SUPPLIED ENTRIES:
☆ ☆ ☆

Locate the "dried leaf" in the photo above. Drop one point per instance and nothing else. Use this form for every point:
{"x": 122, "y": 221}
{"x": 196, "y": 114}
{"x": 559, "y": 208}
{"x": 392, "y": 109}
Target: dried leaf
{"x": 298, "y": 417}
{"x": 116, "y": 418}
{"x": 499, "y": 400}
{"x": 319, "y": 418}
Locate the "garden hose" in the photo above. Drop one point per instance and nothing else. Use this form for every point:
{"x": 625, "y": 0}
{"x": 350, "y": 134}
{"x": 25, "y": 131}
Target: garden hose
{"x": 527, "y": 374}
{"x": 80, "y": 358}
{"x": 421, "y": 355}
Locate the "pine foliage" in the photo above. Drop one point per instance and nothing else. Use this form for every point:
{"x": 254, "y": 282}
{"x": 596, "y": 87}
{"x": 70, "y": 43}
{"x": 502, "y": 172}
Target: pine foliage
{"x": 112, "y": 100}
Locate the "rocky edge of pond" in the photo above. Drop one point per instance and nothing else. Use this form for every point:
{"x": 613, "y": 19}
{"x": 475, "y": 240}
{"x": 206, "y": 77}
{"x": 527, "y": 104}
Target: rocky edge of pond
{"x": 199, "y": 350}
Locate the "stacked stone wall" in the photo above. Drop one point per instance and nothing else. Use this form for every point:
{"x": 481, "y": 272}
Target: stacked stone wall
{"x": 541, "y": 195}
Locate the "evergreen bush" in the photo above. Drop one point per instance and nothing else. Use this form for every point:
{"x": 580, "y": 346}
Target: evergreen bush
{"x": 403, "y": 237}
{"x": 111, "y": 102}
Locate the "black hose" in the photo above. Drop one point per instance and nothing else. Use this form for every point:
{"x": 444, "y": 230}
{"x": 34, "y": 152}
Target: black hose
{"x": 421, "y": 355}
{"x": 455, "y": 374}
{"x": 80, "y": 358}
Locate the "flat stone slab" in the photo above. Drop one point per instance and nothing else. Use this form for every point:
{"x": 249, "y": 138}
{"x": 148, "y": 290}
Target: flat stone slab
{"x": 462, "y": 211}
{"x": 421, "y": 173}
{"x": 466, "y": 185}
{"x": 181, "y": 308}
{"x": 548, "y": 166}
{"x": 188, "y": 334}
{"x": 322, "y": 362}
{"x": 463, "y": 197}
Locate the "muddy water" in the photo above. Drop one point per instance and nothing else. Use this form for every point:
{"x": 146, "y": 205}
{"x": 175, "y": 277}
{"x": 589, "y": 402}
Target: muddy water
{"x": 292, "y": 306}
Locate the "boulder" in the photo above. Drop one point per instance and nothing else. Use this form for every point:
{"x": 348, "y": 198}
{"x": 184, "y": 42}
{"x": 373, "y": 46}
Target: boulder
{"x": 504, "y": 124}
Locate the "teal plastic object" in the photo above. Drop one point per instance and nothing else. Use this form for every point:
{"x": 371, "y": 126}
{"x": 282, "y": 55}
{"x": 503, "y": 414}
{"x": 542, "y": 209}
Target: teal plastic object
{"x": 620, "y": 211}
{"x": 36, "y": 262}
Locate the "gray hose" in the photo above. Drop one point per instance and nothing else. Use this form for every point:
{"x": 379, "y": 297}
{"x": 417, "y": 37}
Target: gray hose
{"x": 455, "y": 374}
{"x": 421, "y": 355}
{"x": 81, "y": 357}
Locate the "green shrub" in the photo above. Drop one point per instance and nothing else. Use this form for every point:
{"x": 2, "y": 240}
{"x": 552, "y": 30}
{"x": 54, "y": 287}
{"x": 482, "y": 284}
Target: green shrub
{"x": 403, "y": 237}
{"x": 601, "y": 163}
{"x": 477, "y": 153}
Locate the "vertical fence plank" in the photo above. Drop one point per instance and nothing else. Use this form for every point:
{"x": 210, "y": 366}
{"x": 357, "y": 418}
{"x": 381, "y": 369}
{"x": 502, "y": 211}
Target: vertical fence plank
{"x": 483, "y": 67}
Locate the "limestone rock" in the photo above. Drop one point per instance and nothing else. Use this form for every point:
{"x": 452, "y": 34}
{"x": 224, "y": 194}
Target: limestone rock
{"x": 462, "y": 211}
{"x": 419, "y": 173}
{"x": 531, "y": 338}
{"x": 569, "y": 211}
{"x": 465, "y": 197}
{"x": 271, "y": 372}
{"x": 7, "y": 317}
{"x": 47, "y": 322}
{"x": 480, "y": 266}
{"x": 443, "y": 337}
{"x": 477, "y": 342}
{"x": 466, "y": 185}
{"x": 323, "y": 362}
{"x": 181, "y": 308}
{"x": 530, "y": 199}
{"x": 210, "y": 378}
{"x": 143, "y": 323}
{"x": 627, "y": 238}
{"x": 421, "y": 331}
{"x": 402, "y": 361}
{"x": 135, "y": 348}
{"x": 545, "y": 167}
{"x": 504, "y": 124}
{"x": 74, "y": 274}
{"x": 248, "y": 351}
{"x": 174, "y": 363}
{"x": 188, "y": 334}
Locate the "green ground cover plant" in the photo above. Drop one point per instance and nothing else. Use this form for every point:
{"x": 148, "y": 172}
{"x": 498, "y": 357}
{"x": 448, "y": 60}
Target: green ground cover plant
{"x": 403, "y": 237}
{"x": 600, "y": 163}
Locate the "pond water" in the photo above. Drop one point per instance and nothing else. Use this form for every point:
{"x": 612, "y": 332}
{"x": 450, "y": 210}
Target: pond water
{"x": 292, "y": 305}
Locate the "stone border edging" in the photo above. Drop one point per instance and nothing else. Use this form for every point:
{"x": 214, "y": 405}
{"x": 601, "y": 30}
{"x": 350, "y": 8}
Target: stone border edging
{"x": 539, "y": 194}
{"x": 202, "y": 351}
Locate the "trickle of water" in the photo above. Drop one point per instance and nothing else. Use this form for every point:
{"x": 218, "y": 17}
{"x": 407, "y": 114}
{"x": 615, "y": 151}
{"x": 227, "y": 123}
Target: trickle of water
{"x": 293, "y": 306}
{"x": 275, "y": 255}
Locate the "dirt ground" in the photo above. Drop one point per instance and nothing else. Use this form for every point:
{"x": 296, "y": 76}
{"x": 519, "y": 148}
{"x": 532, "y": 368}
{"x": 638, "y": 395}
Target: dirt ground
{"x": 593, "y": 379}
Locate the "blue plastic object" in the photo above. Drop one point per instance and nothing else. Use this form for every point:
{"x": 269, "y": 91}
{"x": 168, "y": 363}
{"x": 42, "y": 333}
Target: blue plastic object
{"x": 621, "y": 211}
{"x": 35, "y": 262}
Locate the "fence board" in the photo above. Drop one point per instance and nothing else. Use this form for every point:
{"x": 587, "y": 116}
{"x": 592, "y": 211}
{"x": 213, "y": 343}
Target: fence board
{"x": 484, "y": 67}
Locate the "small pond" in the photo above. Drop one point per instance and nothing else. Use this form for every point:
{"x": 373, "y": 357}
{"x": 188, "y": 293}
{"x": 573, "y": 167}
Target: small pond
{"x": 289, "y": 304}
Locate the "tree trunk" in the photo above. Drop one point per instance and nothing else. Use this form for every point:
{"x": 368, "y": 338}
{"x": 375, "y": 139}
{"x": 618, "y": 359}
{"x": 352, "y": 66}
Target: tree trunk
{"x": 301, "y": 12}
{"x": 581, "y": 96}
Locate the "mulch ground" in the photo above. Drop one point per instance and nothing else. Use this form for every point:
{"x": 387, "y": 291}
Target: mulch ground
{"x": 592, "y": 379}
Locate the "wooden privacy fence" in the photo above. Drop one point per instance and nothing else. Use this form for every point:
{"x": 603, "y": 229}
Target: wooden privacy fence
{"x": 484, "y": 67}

☆ ☆ ☆

TASK DETAILS:
From the first line to the last, retype the data exactly.

RESULT OF THE EXERCISE:
Locate the "dried leaf" in the photo above. Drop one point per instance and nothing else. Use this form for every point:
{"x": 122, "y": 221}
{"x": 196, "y": 114}
{"x": 559, "y": 208}
{"x": 392, "y": 109}
Target: dried leaf
{"x": 298, "y": 417}
{"x": 116, "y": 418}
{"x": 499, "y": 400}
{"x": 319, "y": 418}
Locate the "garden hose" in the photo above. Drop one point per instance and nothing else. Use this form for every point:
{"x": 625, "y": 0}
{"x": 350, "y": 134}
{"x": 25, "y": 131}
Target: garden hose
{"x": 527, "y": 374}
{"x": 80, "y": 358}
{"x": 421, "y": 355}
Locate the "pine foliage" in the photo above. Drop one point per instance and nothing else. Use this form for every point:
{"x": 254, "y": 282}
{"x": 596, "y": 87}
{"x": 70, "y": 43}
{"x": 502, "y": 172}
Target: pine foliage
{"x": 112, "y": 100}
Locate the "rocky edge of pond" in the photo above. Drop one point per instance and nothing else. Use this form for every point:
{"x": 613, "y": 19}
{"x": 475, "y": 240}
{"x": 206, "y": 77}
{"x": 527, "y": 104}
Target: rocky edge of pond
{"x": 199, "y": 350}
Locate the "stacked stone wall" in the photo above. Drop one point per instance and nothing else. Use this form for every point:
{"x": 481, "y": 272}
Target: stacked stone wall
{"x": 541, "y": 195}
Locate the "evergreen bush" in the photo above. Drop one point per instance and nothing else. Use this form for every point:
{"x": 580, "y": 346}
Target: evergreen bush
{"x": 403, "y": 237}
{"x": 111, "y": 102}
Locate the "black hose" in the photo above. Drop one point per instance and nothing else. Use this form for every point:
{"x": 444, "y": 230}
{"x": 34, "y": 152}
Target: black hose
{"x": 421, "y": 355}
{"x": 455, "y": 374}
{"x": 80, "y": 358}
Locate the "flat stone slab" in the photo above. Drop one point per instance and nothing else. Use this form for every point:
{"x": 249, "y": 138}
{"x": 148, "y": 290}
Target: flat stone slab
{"x": 462, "y": 211}
{"x": 421, "y": 173}
{"x": 466, "y": 185}
{"x": 181, "y": 308}
{"x": 548, "y": 166}
{"x": 188, "y": 334}
{"x": 322, "y": 362}
{"x": 463, "y": 197}
Locate the "muddy water" in the photo above. Drop one point per instance and nothing else. Use this form for every point:
{"x": 146, "y": 205}
{"x": 175, "y": 277}
{"x": 589, "y": 402}
Target: muddy water
{"x": 292, "y": 306}
Locate the "boulder" in the photo above. Drop one point per instance and nothing else. Use this form for every point:
{"x": 348, "y": 198}
{"x": 184, "y": 42}
{"x": 373, "y": 46}
Target: boulder
{"x": 504, "y": 124}
Locate the "teal plastic object" in the photo above. Drop one point per instance and nothing else. Use this form for every point:
{"x": 371, "y": 126}
{"x": 282, "y": 55}
{"x": 503, "y": 414}
{"x": 542, "y": 209}
Target: teal plastic object
{"x": 620, "y": 211}
{"x": 36, "y": 262}
Locate the "gray hose" in the photo above. Drop one point per instance and nothing else. Use this form for every point:
{"x": 379, "y": 297}
{"x": 417, "y": 37}
Target: gray hose
{"x": 455, "y": 374}
{"x": 421, "y": 355}
{"x": 81, "y": 357}
Locate the "green shrub" in the photo above. Drop one point per instance and nothing else. Use this form for every point:
{"x": 2, "y": 240}
{"x": 552, "y": 30}
{"x": 54, "y": 287}
{"x": 482, "y": 284}
Target: green shrub
{"x": 403, "y": 237}
{"x": 601, "y": 163}
{"x": 477, "y": 153}
Locate the "vertical fence plank" in the photo above. Drop one point per instance and nothing else. Use this form for every point:
{"x": 210, "y": 366}
{"x": 357, "y": 418}
{"x": 381, "y": 369}
{"x": 502, "y": 211}
Target: vertical fence plank
{"x": 483, "y": 67}
Locate the "limestone rock" in the photo above. Drop one point per instance and nothing else. Use this form for every point:
{"x": 452, "y": 34}
{"x": 224, "y": 194}
Target: limestone rock
{"x": 462, "y": 211}
{"x": 419, "y": 173}
{"x": 531, "y": 338}
{"x": 569, "y": 211}
{"x": 465, "y": 197}
{"x": 271, "y": 372}
{"x": 7, "y": 317}
{"x": 47, "y": 322}
{"x": 480, "y": 266}
{"x": 443, "y": 337}
{"x": 477, "y": 342}
{"x": 466, "y": 185}
{"x": 323, "y": 362}
{"x": 181, "y": 308}
{"x": 530, "y": 199}
{"x": 210, "y": 378}
{"x": 143, "y": 323}
{"x": 627, "y": 238}
{"x": 421, "y": 331}
{"x": 402, "y": 361}
{"x": 135, "y": 348}
{"x": 545, "y": 167}
{"x": 504, "y": 124}
{"x": 74, "y": 274}
{"x": 248, "y": 351}
{"x": 174, "y": 363}
{"x": 188, "y": 334}
Locate the "green ground cover plant" in the photo above. Drop one point per instance and nothing else. Use this form for every point:
{"x": 148, "y": 172}
{"x": 498, "y": 357}
{"x": 448, "y": 60}
Target: green ground cover plant
{"x": 403, "y": 237}
{"x": 600, "y": 163}
Locate the "pond water" in the photo above. Drop one point per instance and nothing else. Use this form for every point:
{"x": 612, "y": 332}
{"x": 450, "y": 210}
Target: pond water
{"x": 292, "y": 305}
Locate the "stone border edging" in the photo above. Drop one point per instance and nothing else. Use this form for every point:
{"x": 214, "y": 405}
{"x": 601, "y": 30}
{"x": 350, "y": 8}
Target: stone border edging
{"x": 539, "y": 194}
{"x": 202, "y": 351}
Locate the "trickle of water" in the photo above. Drop one point per instance and nothing else. Use this form for every point:
{"x": 218, "y": 17}
{"x": 407, "y": 114}
{"x": 615, "y": 151}
{"x": 227, "y": 123}
Target: trickle of water
{"x": 293, "y": 306}
{"x": 275, "y": 255}
Locate the "dirt ground" in the photo above. Drop one point per instance and nothing else. Use this form for every point:
{"x": 296, "y": 76}
{"x": 519, "y": 148}
{"x": 532, "y": 368}
{"x": 638, "y": 395}
Target: dirt ground
{"x": 593, "y": 379}
Locate the "blue plastic object" in the photo above. Drop one point per instance and nothing else. Use this form for every point:
{"x": 269, "y": 91}
{"x": 168, "y": 363}
{"x": 42, "y": 333}
Target: blue plastic object
{"x": 621, "y": 211}
{"x": 35, "y": 262}
Locate the "fence board" in the photo above. Drop one point per instance and nothing else. Use this form for every point:
{"x": 587, "y": 116}
{"x": 592, "y": 211}
{"x": 213, "y": 343}
Target: fence board
{"x": 484, "y": 67}
Locate the "small pond" in the photo above. Drop one point per instance and nothing else. Use this form for every point:
{"x": 373, "y": 357}
{"x": 188, "y": 293}
{"x": 573, "y": 167}
Target: small pond
{"x": 289, "y": 304}
Locate the "tree trunk" in the photo above. Drop one point per instance and nothing else. Use this form for every point:
{"x": 368, "y": 338}
{"x": 375, "y": 139}
{"x": 618, "y": 359}
{"x": 352, "y": 66}
Target: tree trunk
{"x": 301, "y": 12}
{"x": 581, "y": 96}
Locate the "mulch ground" in the photo above. Drop one point per instance and nothing else. Use this form for every point:
{"x": 387, "y": 291}
Target: mulch ground
{"x": 592, "y": 379}
Locate the "wooden privacy fence" in the photo above. Drop one point per instance and nothing else. Use this form for every point:
{"x": 603, "y": 229}
Target: wooden privacy fence
{"x": 484, "y": 67}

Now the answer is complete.